Please render only the lines of the material below from the line containing "Question. Indicate one point for each instance of the blue" through the end of the material as a JSON list of strings, one string per line, leaving out blank lines.

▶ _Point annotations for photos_

# # # # # # #

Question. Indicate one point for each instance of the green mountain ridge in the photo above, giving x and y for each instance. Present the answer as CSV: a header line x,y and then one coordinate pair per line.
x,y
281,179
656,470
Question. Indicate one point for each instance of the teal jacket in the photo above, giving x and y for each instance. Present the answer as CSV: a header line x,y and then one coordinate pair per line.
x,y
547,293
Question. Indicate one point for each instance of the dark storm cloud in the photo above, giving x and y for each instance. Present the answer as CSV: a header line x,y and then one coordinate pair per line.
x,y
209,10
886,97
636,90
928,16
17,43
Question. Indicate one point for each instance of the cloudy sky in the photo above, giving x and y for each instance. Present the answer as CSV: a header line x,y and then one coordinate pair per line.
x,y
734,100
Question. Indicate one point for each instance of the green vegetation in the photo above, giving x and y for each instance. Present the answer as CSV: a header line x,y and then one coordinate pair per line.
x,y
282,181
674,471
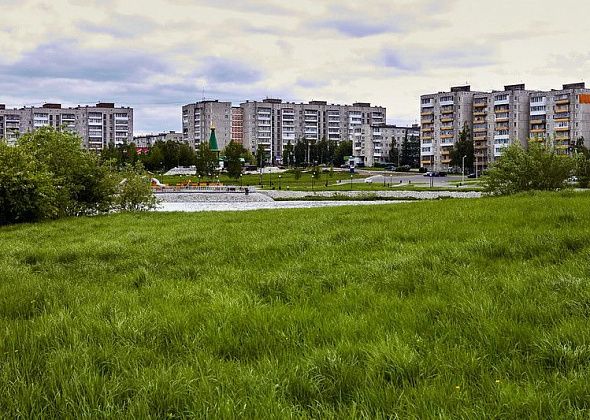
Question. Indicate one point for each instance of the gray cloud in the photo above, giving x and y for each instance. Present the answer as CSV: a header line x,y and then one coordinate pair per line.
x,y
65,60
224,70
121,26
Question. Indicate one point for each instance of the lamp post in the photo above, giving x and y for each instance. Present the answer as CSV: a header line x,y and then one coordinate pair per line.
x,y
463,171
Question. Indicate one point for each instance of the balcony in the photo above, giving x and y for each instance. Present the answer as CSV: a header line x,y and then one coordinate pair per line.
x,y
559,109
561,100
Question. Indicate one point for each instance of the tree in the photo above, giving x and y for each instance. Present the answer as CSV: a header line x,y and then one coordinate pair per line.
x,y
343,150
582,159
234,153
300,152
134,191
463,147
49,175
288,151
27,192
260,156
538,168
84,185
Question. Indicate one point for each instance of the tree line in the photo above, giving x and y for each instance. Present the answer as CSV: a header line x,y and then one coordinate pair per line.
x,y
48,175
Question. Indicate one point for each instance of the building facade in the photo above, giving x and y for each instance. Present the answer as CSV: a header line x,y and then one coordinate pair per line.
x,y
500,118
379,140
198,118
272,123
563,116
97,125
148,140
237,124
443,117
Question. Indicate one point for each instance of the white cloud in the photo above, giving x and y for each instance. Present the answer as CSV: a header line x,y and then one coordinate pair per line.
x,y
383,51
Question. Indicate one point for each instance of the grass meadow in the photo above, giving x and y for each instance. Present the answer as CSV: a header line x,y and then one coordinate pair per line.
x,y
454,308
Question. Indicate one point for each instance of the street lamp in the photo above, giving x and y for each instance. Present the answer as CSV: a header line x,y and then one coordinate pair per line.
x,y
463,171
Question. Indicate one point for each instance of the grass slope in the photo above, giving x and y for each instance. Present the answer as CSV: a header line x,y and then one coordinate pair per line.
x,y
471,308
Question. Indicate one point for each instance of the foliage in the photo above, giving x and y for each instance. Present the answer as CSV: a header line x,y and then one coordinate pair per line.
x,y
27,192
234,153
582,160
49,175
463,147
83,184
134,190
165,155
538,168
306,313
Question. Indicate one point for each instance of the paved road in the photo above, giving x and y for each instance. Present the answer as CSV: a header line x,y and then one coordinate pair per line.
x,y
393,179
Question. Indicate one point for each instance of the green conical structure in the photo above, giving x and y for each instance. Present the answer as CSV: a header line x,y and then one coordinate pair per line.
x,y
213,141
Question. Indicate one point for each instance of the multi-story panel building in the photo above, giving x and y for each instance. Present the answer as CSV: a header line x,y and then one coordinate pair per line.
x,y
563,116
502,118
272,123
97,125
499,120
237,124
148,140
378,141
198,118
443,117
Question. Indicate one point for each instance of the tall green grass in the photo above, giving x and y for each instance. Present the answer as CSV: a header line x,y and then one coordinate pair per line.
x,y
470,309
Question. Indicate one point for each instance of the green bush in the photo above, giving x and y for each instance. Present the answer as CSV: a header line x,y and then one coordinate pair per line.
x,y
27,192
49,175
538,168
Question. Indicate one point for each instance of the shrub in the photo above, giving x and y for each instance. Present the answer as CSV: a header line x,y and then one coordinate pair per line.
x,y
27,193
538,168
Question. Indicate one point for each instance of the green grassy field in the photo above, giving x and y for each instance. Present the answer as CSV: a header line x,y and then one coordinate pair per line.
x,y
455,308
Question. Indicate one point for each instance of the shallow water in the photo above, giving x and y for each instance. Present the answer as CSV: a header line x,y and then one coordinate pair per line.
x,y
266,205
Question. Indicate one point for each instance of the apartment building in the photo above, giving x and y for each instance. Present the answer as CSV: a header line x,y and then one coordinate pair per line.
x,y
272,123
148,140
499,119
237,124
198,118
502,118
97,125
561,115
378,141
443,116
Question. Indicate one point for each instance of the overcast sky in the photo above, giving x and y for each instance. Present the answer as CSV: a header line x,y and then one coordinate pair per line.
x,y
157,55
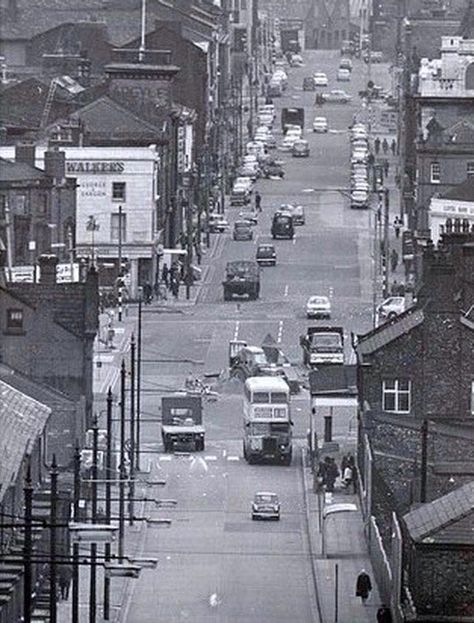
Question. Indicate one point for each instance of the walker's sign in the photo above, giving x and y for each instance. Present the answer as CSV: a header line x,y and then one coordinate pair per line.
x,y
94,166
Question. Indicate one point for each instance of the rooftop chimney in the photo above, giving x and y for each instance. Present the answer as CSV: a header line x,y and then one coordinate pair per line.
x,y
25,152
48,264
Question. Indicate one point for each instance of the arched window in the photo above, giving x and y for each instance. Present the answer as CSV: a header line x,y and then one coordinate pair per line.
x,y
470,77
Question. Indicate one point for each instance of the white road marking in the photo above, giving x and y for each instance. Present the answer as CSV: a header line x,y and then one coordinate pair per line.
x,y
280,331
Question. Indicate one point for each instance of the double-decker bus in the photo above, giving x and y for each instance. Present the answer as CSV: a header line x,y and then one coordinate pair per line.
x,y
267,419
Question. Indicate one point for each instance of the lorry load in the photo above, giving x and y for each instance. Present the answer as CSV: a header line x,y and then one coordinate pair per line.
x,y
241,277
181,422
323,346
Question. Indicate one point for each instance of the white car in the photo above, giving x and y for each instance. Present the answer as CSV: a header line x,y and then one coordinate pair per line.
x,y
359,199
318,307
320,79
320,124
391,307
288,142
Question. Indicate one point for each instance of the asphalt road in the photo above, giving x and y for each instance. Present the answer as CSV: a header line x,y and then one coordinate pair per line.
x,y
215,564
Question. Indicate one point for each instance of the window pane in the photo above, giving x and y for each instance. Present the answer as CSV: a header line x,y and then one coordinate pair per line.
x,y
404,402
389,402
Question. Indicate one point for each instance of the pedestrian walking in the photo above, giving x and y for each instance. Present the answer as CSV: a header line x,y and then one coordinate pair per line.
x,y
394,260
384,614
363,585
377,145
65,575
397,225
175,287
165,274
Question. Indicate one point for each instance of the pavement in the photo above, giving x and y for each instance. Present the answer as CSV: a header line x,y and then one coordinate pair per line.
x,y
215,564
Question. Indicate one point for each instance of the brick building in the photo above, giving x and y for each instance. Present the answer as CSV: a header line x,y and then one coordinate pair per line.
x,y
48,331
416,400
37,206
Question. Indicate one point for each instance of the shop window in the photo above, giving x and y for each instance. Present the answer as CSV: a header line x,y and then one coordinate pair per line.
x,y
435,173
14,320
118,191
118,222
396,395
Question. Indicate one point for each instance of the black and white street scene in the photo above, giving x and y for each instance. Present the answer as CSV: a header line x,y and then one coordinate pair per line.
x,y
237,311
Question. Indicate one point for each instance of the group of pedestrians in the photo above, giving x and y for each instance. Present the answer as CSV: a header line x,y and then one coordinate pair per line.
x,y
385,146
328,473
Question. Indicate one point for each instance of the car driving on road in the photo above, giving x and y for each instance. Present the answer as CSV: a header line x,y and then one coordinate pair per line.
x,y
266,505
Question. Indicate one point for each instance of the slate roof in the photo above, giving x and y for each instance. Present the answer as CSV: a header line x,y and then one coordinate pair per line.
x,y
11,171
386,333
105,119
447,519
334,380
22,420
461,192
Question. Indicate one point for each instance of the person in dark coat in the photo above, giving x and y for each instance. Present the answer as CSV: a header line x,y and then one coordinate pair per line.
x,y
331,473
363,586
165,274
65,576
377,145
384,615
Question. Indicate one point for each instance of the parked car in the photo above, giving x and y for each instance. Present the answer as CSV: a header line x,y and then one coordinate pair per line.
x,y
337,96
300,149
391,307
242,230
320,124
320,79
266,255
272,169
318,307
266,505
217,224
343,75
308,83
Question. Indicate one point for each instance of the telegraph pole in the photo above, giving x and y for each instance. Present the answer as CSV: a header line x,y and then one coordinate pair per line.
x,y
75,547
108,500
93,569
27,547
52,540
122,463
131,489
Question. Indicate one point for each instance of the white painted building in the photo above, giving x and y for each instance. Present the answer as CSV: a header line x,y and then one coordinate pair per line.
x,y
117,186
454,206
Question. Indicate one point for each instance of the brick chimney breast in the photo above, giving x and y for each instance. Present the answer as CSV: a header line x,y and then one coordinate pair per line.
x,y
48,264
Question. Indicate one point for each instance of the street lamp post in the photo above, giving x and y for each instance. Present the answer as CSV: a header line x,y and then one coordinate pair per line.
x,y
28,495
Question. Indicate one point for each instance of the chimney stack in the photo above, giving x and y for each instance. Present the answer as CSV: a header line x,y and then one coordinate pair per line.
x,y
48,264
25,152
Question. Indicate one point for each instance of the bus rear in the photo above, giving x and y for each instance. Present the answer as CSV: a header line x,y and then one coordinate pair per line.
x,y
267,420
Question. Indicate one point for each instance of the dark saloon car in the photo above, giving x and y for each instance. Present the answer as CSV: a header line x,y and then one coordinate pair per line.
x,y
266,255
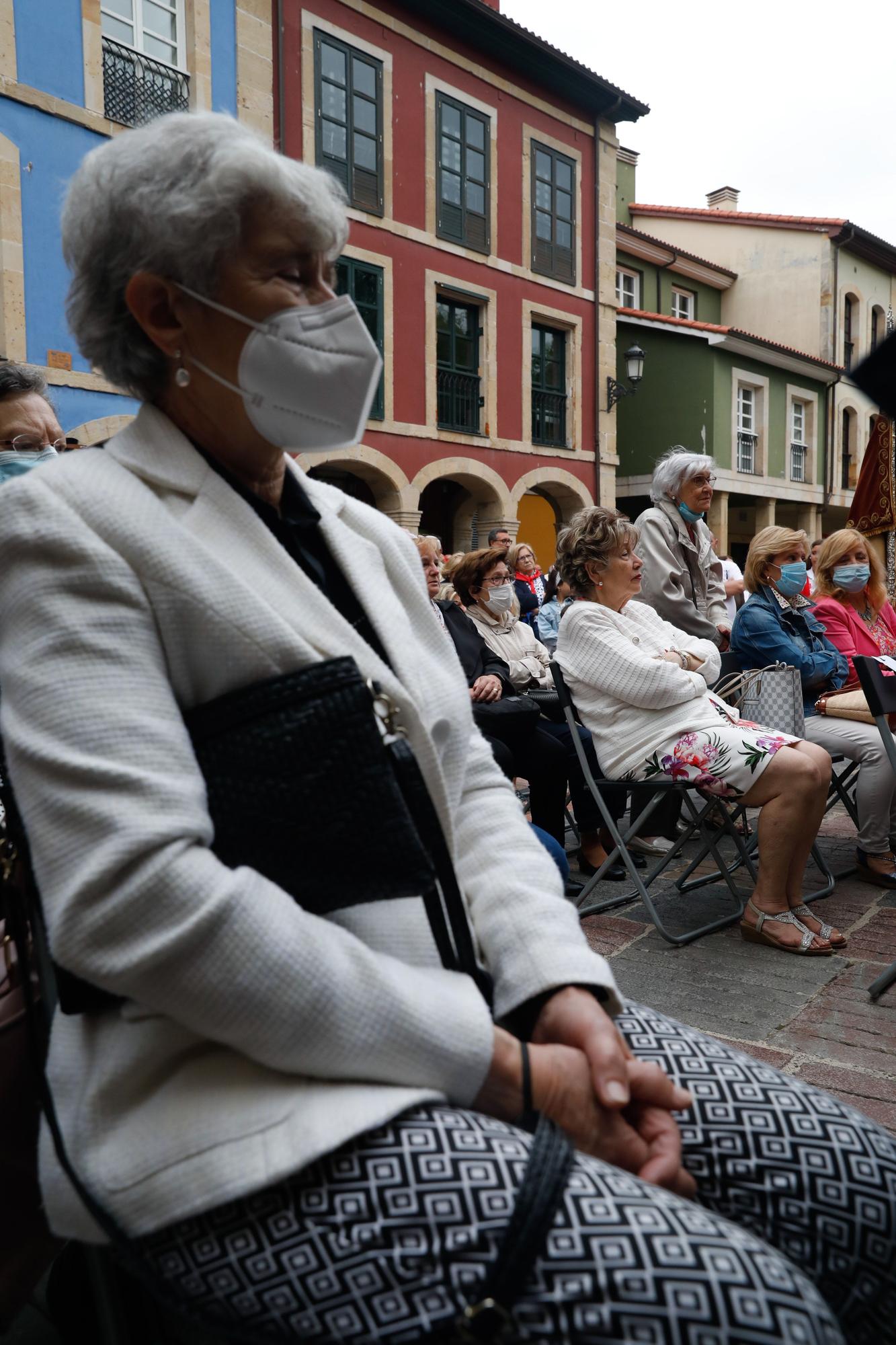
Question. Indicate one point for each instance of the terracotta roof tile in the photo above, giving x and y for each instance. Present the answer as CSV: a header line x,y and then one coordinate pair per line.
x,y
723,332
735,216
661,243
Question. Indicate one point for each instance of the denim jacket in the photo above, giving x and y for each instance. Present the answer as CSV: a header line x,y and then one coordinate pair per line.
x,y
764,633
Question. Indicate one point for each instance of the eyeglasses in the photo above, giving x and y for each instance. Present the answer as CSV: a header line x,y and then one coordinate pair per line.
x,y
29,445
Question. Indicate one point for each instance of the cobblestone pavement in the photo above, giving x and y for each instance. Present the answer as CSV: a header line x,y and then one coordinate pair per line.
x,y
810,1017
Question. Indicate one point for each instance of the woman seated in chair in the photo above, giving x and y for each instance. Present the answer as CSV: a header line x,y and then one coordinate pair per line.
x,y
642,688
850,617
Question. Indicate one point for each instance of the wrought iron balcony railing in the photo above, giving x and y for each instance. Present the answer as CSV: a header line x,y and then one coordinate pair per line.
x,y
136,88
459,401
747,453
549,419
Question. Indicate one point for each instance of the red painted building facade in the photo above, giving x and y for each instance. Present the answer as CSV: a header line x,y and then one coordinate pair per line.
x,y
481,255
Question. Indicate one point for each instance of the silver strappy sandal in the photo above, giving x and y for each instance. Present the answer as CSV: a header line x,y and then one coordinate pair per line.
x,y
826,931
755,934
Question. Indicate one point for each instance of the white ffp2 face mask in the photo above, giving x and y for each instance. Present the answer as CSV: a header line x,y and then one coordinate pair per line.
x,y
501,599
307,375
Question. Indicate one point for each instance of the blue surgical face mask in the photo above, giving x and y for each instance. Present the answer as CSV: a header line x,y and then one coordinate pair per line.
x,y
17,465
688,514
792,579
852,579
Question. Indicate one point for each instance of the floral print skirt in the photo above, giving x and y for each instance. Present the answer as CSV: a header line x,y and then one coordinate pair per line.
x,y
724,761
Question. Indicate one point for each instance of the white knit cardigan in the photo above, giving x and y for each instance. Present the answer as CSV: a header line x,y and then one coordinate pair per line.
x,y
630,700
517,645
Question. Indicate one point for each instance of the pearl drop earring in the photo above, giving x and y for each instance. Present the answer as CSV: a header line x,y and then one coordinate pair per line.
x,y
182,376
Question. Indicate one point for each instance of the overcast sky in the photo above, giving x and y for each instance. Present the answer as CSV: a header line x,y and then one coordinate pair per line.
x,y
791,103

# # # # # # #

▶ _EXERCISE RESULT_
[
  "Question. Indicate one point for each instance of the blue surgical face mask in the photo above, giving x and y for each instance. Present the answer as CSV: a header line x,y and then one coordinate pair per line.",
  "x,y",
  "17,465",
  "688,514",
  "792,579",
  "852,579",
  "Question. Indicate one point for each instance of the floral print skirt in the photo above, giving x and y for each instance. Present the answer as CSV: a header line x,y and then one coordinate pair per line.",
  "x,y",
  "724,761",
  "Question. Indicate one point for each instance of the white knit cardigan in the photo above, giving x and y for each instance. Present the answer as CSV: a header line x,y and then one coordinate pair per line.",
  "x,y",
  "630,700",
  "517,645",
  "Question. Indicate one point for each instance of the pearl drop earring in the photo above, giving x and y for each instance. Present the answer as CSV: a header line x,y and then one coordinate pair per line.",
  "x,y",
  "182,376",
  "Question. Indicate one point for each instance of the overcast sky in the photo above, giving x and y for each instance. Present the answer as CSV: a header line x,y and then one coordinate pair per line.",
  "x,y",
  "791,103"
]